Give back the full listing exactly, setting the pictures aside.

══ Provided data ══

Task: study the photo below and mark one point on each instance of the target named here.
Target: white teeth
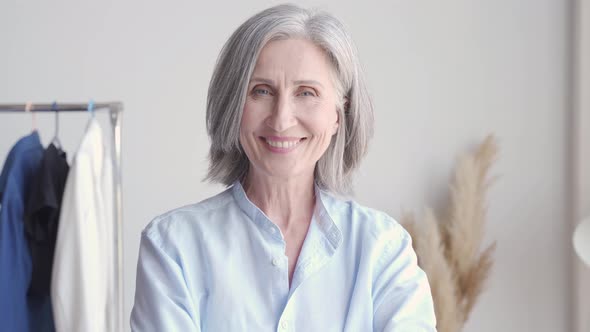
(283, 144)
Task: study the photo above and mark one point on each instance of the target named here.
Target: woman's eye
(307, 93)
(261, 91)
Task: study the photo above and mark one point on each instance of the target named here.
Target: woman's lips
(282, 144)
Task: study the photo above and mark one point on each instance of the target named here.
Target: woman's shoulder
(352, 216)
(188, 217)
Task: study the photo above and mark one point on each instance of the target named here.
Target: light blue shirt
(220, 265)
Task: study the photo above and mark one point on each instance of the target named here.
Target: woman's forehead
(299, 59)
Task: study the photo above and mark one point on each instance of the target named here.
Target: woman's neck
(284, 200)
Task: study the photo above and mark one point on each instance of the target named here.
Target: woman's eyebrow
(262, 80)
(308, 82)
(297, 82)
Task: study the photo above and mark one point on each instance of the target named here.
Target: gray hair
(229, 84)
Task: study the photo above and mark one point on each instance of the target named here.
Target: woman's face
(290, 112)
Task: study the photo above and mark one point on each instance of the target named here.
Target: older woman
(289, 119)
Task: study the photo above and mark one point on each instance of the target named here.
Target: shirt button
(276, 261)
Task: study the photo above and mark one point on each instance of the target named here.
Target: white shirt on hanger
(83, 266)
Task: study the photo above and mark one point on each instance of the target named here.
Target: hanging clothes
(18, 312)
(42, 215)
(82, 276)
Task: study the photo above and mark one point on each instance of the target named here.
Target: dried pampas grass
(449, 249)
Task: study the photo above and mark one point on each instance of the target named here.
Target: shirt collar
(324, 219)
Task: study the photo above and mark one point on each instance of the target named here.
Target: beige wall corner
(581, 132)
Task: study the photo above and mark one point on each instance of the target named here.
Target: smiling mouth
(282, 144)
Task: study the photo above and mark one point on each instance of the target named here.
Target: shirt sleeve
(402, 296)
(162, 300)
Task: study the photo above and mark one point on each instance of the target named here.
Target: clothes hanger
(29, 109)
(55, 141)
(90, 108)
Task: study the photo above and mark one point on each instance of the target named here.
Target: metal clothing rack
(115, 109)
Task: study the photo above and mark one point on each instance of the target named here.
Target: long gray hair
(229, 84)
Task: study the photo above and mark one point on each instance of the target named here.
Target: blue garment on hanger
(18, 312)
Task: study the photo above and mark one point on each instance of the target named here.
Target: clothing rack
(115, 109)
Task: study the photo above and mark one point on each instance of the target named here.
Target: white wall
(443, 75)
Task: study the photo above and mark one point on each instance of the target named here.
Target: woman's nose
(282, 116)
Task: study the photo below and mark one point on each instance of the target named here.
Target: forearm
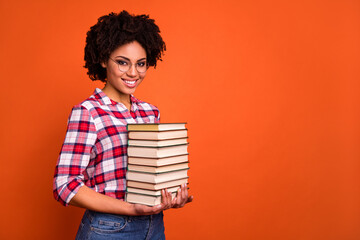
(89, 199)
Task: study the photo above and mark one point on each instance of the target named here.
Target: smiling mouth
(130, 84)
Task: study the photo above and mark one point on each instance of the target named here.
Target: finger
(169, 198)
(179, 198)
(184, 194)
(166, 199)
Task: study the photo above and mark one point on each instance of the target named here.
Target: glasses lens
(141, 67)
(123, 66)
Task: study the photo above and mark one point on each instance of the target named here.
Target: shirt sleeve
(75, 154)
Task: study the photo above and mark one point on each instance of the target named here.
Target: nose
(132, 71)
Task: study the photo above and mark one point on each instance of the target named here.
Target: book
(155, 126)
(157, 152)
(145, 199)
(154, 169)
(150, 192)
(157, 143)
(159, 186)
(156, 177)
(157, 161)
(154, 135)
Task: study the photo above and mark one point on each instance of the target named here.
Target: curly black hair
(114, 30)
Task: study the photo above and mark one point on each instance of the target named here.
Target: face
(121, 84)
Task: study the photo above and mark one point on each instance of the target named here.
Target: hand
(182, 197)
(140, 209)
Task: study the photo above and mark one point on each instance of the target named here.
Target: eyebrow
(129, 59)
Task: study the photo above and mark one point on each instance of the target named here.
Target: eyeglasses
(125, 66)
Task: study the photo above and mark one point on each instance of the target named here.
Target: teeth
(130, 82)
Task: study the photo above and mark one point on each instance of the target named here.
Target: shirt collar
(105, 100)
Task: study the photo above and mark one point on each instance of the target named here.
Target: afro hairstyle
(114, 30)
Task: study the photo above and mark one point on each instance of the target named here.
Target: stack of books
(157, 159)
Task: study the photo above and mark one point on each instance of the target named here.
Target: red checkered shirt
(94, 152)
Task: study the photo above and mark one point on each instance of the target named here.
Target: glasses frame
(131, 64)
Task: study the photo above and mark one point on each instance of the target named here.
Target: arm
(89, 199)
(73, 160)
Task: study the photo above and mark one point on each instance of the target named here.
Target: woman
(91, 168)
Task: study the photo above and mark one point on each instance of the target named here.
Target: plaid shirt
(94, 152)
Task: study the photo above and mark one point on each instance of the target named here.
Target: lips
(130, 83)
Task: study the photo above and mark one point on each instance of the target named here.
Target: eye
(142, 64)
(122, 63)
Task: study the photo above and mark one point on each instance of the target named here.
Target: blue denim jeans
(96, 226)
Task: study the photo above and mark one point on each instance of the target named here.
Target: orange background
(270, 91)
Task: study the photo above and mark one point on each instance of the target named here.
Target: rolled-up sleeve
(75, 155)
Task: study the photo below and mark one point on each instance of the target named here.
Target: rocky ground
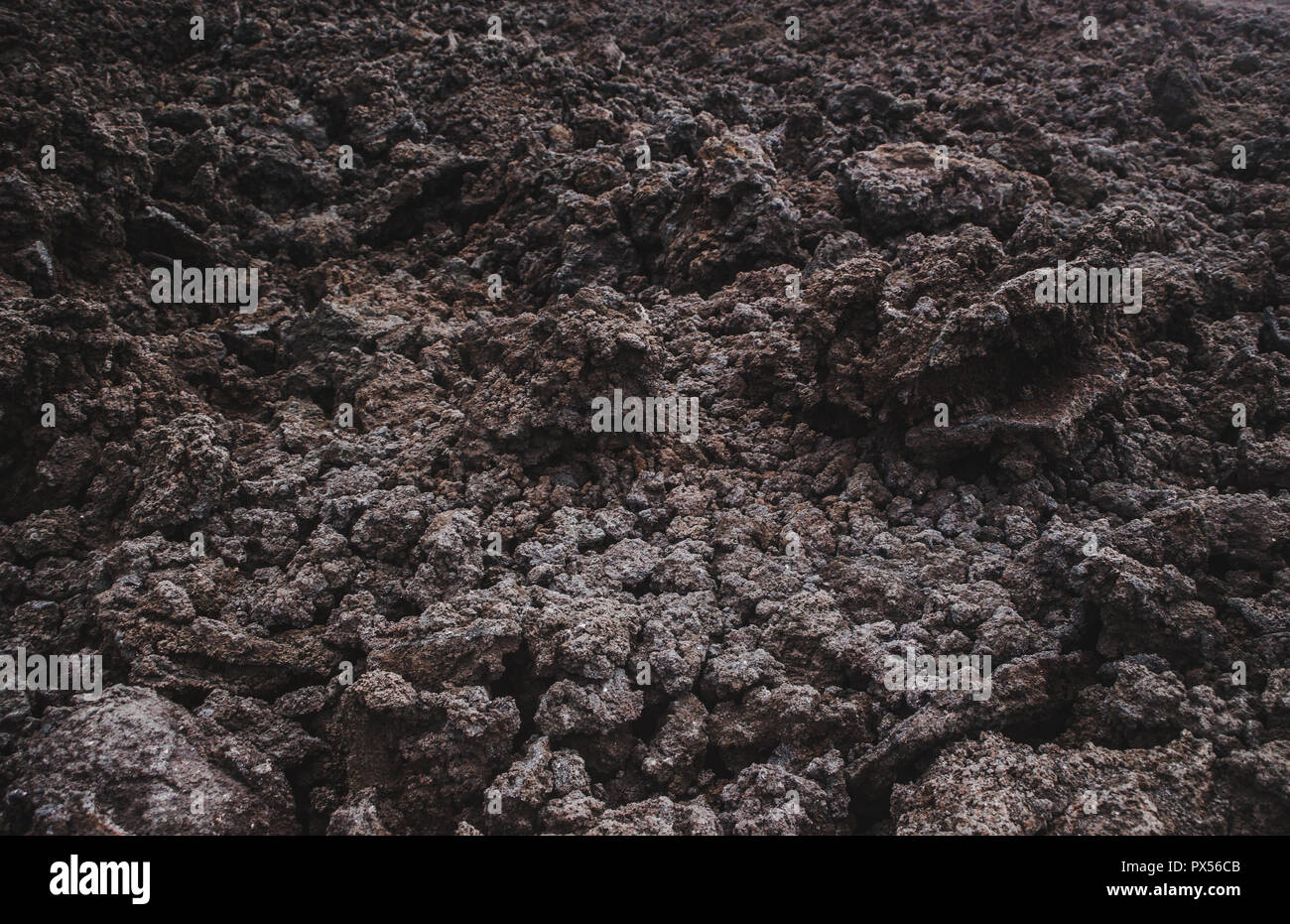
(468, 611)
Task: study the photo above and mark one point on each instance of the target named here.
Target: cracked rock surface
(357, 562)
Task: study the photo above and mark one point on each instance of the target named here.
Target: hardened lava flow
(645, 418)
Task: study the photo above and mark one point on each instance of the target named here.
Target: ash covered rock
(357, 563)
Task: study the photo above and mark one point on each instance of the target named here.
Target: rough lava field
(469, 611)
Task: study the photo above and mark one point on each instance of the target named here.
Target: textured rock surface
(468, 611)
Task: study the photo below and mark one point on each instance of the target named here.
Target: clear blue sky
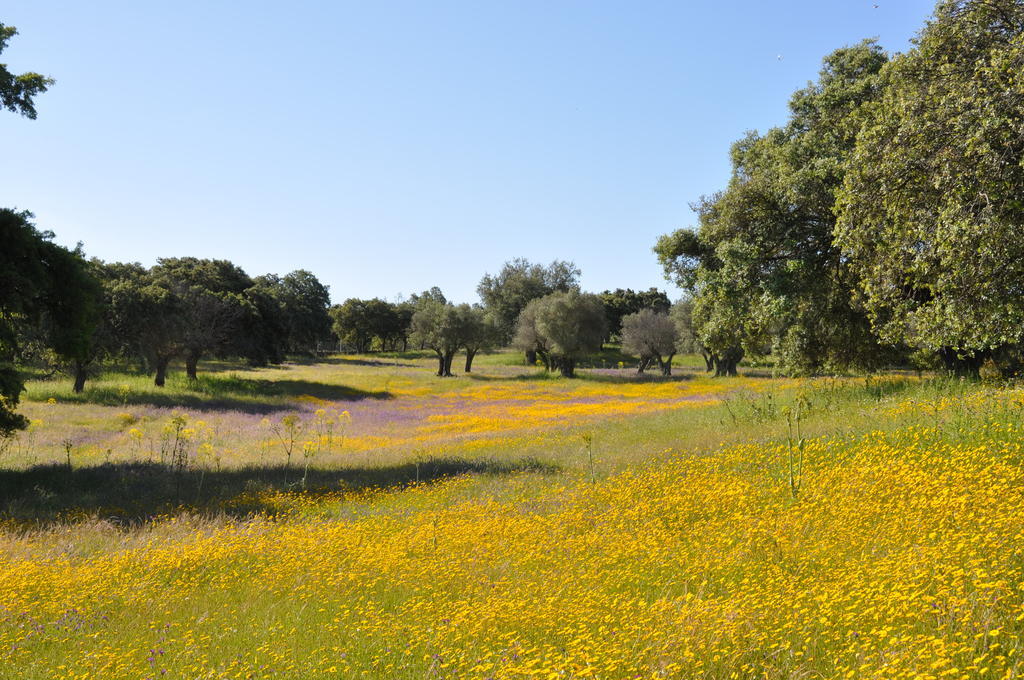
(389, 146)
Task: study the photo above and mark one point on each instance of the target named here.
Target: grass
(507, 524)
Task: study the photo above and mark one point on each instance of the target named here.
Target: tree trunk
(192, 359)
(162, 363)
(80, 376)
(963, 366)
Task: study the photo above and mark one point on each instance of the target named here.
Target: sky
(391, 146)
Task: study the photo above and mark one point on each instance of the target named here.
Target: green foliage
(650, 336)
(17, 92)
(507, 294)
(440, 326)
(358, 323)
(621, 302)
(46, 291)
(763, 269)
(931, 208)
(562, 327)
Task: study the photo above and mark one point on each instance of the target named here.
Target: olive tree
(566, 325)
(439, 326)
(651, 337)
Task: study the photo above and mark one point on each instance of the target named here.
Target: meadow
(358, 517)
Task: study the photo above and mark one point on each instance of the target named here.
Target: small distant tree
(304, 301)
(506, 294)
(569, 325)
(213, 305)
(439, 327)
(352, 325)
(651, 336)
(528, 339)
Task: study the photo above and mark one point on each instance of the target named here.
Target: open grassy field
(358, 517)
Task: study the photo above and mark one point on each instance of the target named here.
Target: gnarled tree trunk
(80, 376)
(161, 366)
(192, 363)
(666, 365)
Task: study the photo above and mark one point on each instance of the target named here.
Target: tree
(212, 304)
(527, 338)
(439, 327)
(930, 210)
(479, 331)
(304, 301)
(651, 336)
(357, 323)
(763, 268)
(20, 273)
(687, 342)
(507, 294)
(75, 307)
(151, 317)
(265, 334)
(17, 93)
(621, 302)
(566, 325)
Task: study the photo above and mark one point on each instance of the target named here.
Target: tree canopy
(17, 92)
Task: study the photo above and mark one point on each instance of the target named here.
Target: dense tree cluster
(560, 328)
(621, 302)
(881, 218)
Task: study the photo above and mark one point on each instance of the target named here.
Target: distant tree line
(880, 224)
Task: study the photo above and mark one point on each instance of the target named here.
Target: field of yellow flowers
(755, 528)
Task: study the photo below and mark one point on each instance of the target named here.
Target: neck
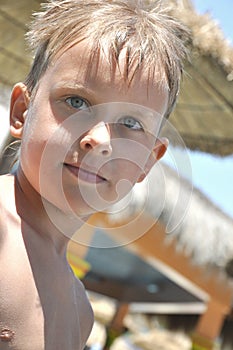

═══

- _Worked solution_:
Task: study the photo below and mark one point on each instance of the target named here.
Target: white teeth
(283, 144)
Task: study the photo above and mark one point on each instance of the target named here.
Target: woman's eye
(307, 93)
(261, 91)
Task: study the photo above and mark one point on each instance of the target named here.
Target: woman's lips
(282, 144)
Task: study the photo above and mark one point on each instance of the target named here.
Target: woman's shoulder
(352, 216)
(188, 217)
Task: study the photo above and mark one point on each instance of the target named here.
Target: light blue shirt
(220, 265)
Task: study the photo above and mark one point on each instance of the target named here.
Target: woman's forehead
(299, 59)
Task: study the photo above and mark one point on each instance of the target named here.
Target: woman's neck
(284, 200)
Task: study the photo above and mark one point on each instance of the target named here.
Target: woman's eyebrow
(262, 80)
(308, 82)
(297, 82)
Task: study the photo above and mark one point on each instance of the target named here.
Target: gray hair
(229, 84)
Task: study the photo above and mark one point on each instance of the target named here.
Target: woman's face
(290, 112)
Task: study the photo above and mark one point on each instance of the target named here.
Target: older woman
(289, 119)
Task: study the photo above and mark one point on each instance of the target named here.
Target: shirt button
(276, 261)
Task: study the photo above and mark one point on each instance of the target named here.
Target: white shirt on hanger
(83, 266)
Task: study the photo above and mark one point on each instance of the target named here.
Target: hanging clothes
(18, 312)
(42, 215)
(82, 276)
Task: study the photo above and mark one point on each instance of the target named here.
Target: dried pampas grass
(449, 249)
Task: study the photo above and mark one point on each instance of the target named here.
Target: shirt collar
(324, 219)
Task: study the photo above and mark one point on each instance of the target named here.
Target: beige wall corner
(581, 132)
Task: study the photo above and mark one point on each instance of the target named here.
Target: smiling mouth
(282, 144)
Task: study the photo above and mark one point on each instance of the target named here.
Target: shirt sleeve
(402, 296)
(162, 300)
Task: study the photo above and mark one point on each instance of the target named here.
Target: clothes hanger
(29, 109)
(55, 141)
(90, 108)
Task: study the photo above and mark one point on each instance of the target named here.
Target: metal clothing rack
(115, 109)
Task: study the photo above and mark one point on each instance of the target named here.
Target: long gray hair
(229, 84)
Task: study the photo above and mark one point on each instance of the target named here.
Target: blue garment on hanger
(18, 312)
Task: study the photo above and mark one point on each instance of the target named here.
Target: clothing rack
(115, 109)
Task: study the photo above and mark one point on each instance of the target named here.
Target: white wall
(443, 75)
Task: study the photo above and mark one point on each instance of the target named here.
Target: woman's nose
(282, 116)
Task: study the photo below and mark one point on each instance of the target named here.
Target: forearm
(89, 199)
Task: study the photo above and mark one point on each instance of the target named here.
Target: smiling mouth
(130, 84)
Task: study the photo above and mark one point on each instance of the target named here.
Target: finger
(169, 198)
(179, 198)
(184, 194)
(166, 199)
Task: study the photo above and mark one point on each instance of the target named here.
Target: glasses lens
(141, 67)
(123, 66)
Task: study the photo above and mark one point on each instance of the target named here.
Target: shirt sleeve
(75, 154)
Task: study the photo above and mark one point on each instance of the target named here.
Target: nose
(132, 71)
Task: study the photo above and mark one point on each instance of the target named here.
Target: book
(155, 126)
(157, 152)
(145, 199)
(154, 169)
(150, 192)
(157, 143)
(159, 186)
(156, 177)
(157, 161)
(154, 135)
Task: study the photo above and mark one point on each instance of the target named here.
Target: curly black hair
(114, 30)
Task: study the photo above and mark one point on each instance of the target named here.
Target: face
(121, 84)
Task: study the photo above and mark one point on each instance of the target named here.
Target: hand
(182, 197)
(140, 209)
Task: study the photo above and mark one point on each instance of the target named here.
Target: eyebrow
(129, 59)
Task: study the photo above and mark one point on each instance of the target named here.
Target: eyeglasses
(125, 66)
Task: study the photo above and mark one point on each instance of the target named here.
Target: teeth
(130, 82)
Task: study the photo above and mark one point on each instance of the target named here.
Target: shirt collar
(105, 100)
Task: study the photo above and mark one point on each instance of the target named here.
Target: afro hairstyle
(114, 30)
Task: study the photo above and mark one point on each instance of the target named here.
Target: stack of books
(157, 159)
Task: study the photo above and mark one point on each instance of the target named here.
Target: red checkered shirt
(94, 152)
Task: study the photo above and mark one point on each instance of the target named here.
Target: glasses frame
(131, 64)
Task: study the photo above and mark one point on each instance of the target named here.
Target: arm
(89, 199)
(73, 160)
Task: study the photo above and mark one point on each instance of the target named here.
Target: woman
(91, 168)
Task: study the photo above and mark one point on each instance of the target named here.
Target: plaid shirt
(94, 152)
Task: study the photo above and mark one point on each instance of the target named here.
Target: lips
(130, 83)
Task: study the photo above and mark one point on each instance of the target named here.
Target: eye
(142, 64)
(122, 63)
Task: study the photo above and mark one point on each instance of the target named here.
Target: blue denim jeans
(96, 226)
Task: study the photo above and mark one point on each instance of the target named here.
Target: orange background
(270, 91)
Task: study the photo above and mark one point on each instance of the target named here.
Target: rolled-up sleeve
(75, 155)
Task: study the photo below and mark one point on each instance of the target named here.
Target: rocky ground
(468, 611)
Task: study the photo above and mark one point on each instance of the target named here.
Target: cracked rock surface
(357, 562)
Task: study the photo above and mark one point on each instance of the target named here.
Target: hardened lava flow
(645, 418)
Task: study the photo above and mark one point on each instance of the target named here.
Target: ash covered rock
(357, 563)
Task: study the photo above and mark one point on each instance of the target named here.
Target: rough lava field
(469, 611)
Task: study the photo above and mark one point on each instance of the target named here.
Target: textured rock surface
(468, 611)
Task: study the photo below and mark one point on each instance of the target named here.
Target: clear blue sky
(389, 146)
Task: study the photo above and mark one point on each instance of the target named here.
Target: grass
(507, 524)
Task: study the photo above and mark one point on each instance of the target named here.
Target: tree trunk
(192, 359)
(162, 363)
(80, 376)
(963, 366)
Task: study the photo above and mark one point on each instance of the target named here.
Target: sky
(391, 146)
Task: study the photo above and mark one point on each instance of the target named here.
Target: green foliage
(650, 336)
(17, 92)
(507, 294)
(440, 326)
(358, 323)
(621, 302)
(46, 291)
(763, 269)
(931, 208)
(562, 327)
Task: study the photo above and mark one point on each instance of the target named here.
Target: olive tree
(566, 325)
(439, 326)
(651, 337)
Task: study the photo above and mark one point on each instance of the target named here.
Target: meadow
(358, 517)
Task: study the photo above and mark one point on each instance of the target named here.
Target: small distant tree
(304, 301)
(506, 294)
(569, 325)
(213, 305)
(439, 327)
(352, 325)
(651, 336)
(528, 339)
Task: study the photo above and mark one point on each instance of the target named here.
Target: open grassy field
(358, 517)
Task: study the photo above and mark one point on each instance of the target named here.
Target: gnarled tree trunk
(80, 376)
(161, 366)
(192, 363)
(666, 365)
Task: study the photo above and mark one point on each instance of the target named here.
Target: tree
(212, 304)
(527, 338)
(439, 327)
(930, 210)
(479, 331)
(304, 301)
(651, 336)
(357, 323)
(763, 268)
(20, 273)
(687, 342)
(507, 294)
(75, 307)
(151, 317)
(265, 334)
(17, 93)
(621, 302)
(566, 325)
Task: study the photo above and mark one point on each instance of the target named here.
Target: tree canopy
(17, 92)
Task: study the photo above and mark one point on each instance of the target named here.
Target: dense tree cluster
(560, 328)
(621, 302)
(881, 218)
Task: study the photo above and mark one point on each instance of the target named here.
Target: distant tree line
(880, 224)
Task: study the photo above and mark one point on each instance of the target named here.
Target: field of yellow flowers
(755, 528)
Task: study the photo below and mark one point on each instance of the target named here.
Target: neck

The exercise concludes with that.